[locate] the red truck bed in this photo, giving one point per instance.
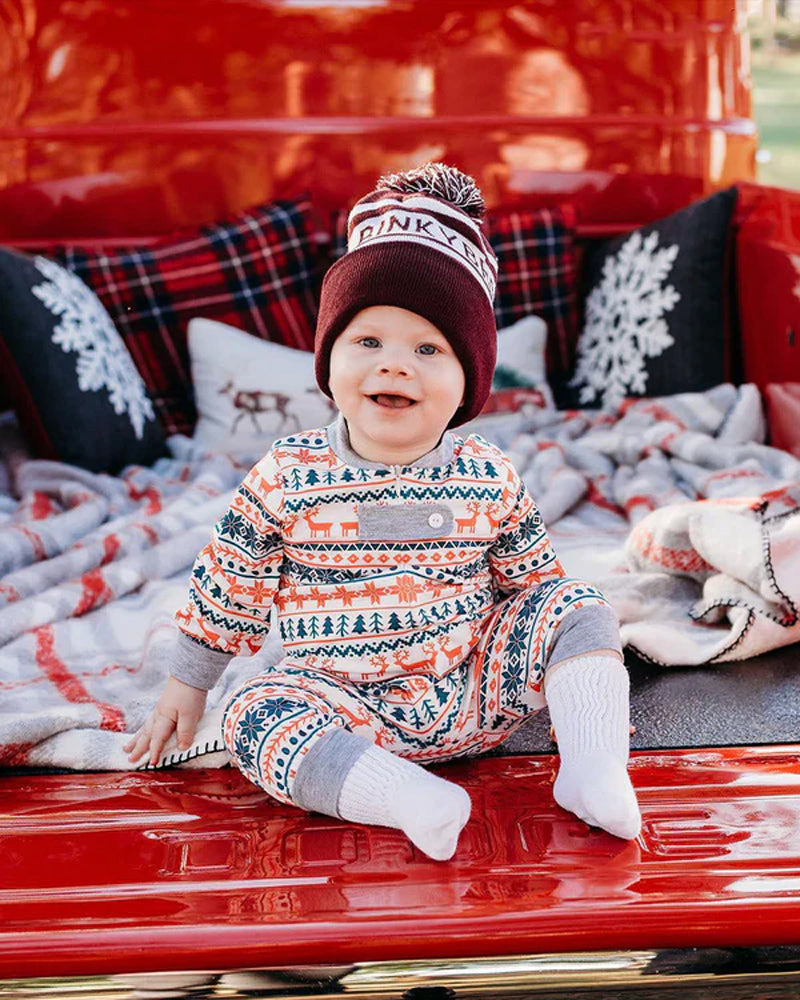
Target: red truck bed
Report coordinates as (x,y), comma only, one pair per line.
(122,120)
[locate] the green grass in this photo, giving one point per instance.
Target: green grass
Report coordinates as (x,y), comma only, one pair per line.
(776,103)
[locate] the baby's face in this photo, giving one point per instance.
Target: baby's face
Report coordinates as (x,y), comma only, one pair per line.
(397,382)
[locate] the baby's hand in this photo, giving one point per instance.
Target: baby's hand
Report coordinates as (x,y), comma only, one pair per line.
(180,707)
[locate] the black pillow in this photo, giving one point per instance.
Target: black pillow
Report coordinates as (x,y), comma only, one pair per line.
(654,322)
(70,377)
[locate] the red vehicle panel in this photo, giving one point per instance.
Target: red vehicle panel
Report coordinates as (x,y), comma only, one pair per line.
(199,870)
(124,119)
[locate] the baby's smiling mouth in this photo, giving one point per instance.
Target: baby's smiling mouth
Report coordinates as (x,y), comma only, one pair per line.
(392,400)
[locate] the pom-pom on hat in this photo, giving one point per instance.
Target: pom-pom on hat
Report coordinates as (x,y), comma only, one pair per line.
(415,242)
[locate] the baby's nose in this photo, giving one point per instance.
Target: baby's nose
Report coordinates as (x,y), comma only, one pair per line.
(395,366)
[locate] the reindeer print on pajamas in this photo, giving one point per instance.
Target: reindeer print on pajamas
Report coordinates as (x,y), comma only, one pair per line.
(417,605)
################
> [Problem description] Output every record above verbatim, omitting the picture.

> [Exercise solution]
[locate] the red truck bed in this photo, giving one point per instance.
Target: red truck bed
Report coordinates as (x,y), comma only, one pair per line.
(122,120)
[locate] the green grass in this photo, giving one point per instance.
Target: green grass
Report coordinates as (x,y), comma only, one pair per line.
(776,103)
[locate] the baby's face in this photo, giving one point per instance.
Target: baby's face
Report coordinates as (x,y), comma only, one pair per line.
(397,382)
[locate] the baby's hand in this photo, giving one point per instance.
Target: baby's hand
Report coordinates as (x,y), comma only, one pair per line.
(180,707)
[locate] the black pillow in this photo, giving one point per instance.
Target: black pillow
Report coordinates as (x,y), comma only, one pair per line.
(654,322)
(70,377)
[locate] the red vehicle panel in this photo, giving one point per instance.
Target: red vehicle panel
Report coordinates as (x,y), comma only, one pair per line.
(199,870)
(124,119)
[locate] the baby's smiling mouth in this photo, giving one point per instance.
Target: baby's smiling mouth
Report coordinates as (x,y), comma only, one pair per line.
(392,400)
[locate] the pom-pom on hat in this photo, giving one point per instance.
Target: pom-pom on hat
Report coordinates as (x,y), comma only, one pair per line.
(415,242)
[locate] the baby's nose in this photo, giving one point per instance.
Target: baby's nose
Report coordinates as (x,y), comma only, one pair per line.
(395,366)
[locate] the reindeer print on pajamas in this photo, giving one point per instance.
Target: reindeer print on pajamas
Report coordinates as (x,y), comma only, one pair per line.
(417,605)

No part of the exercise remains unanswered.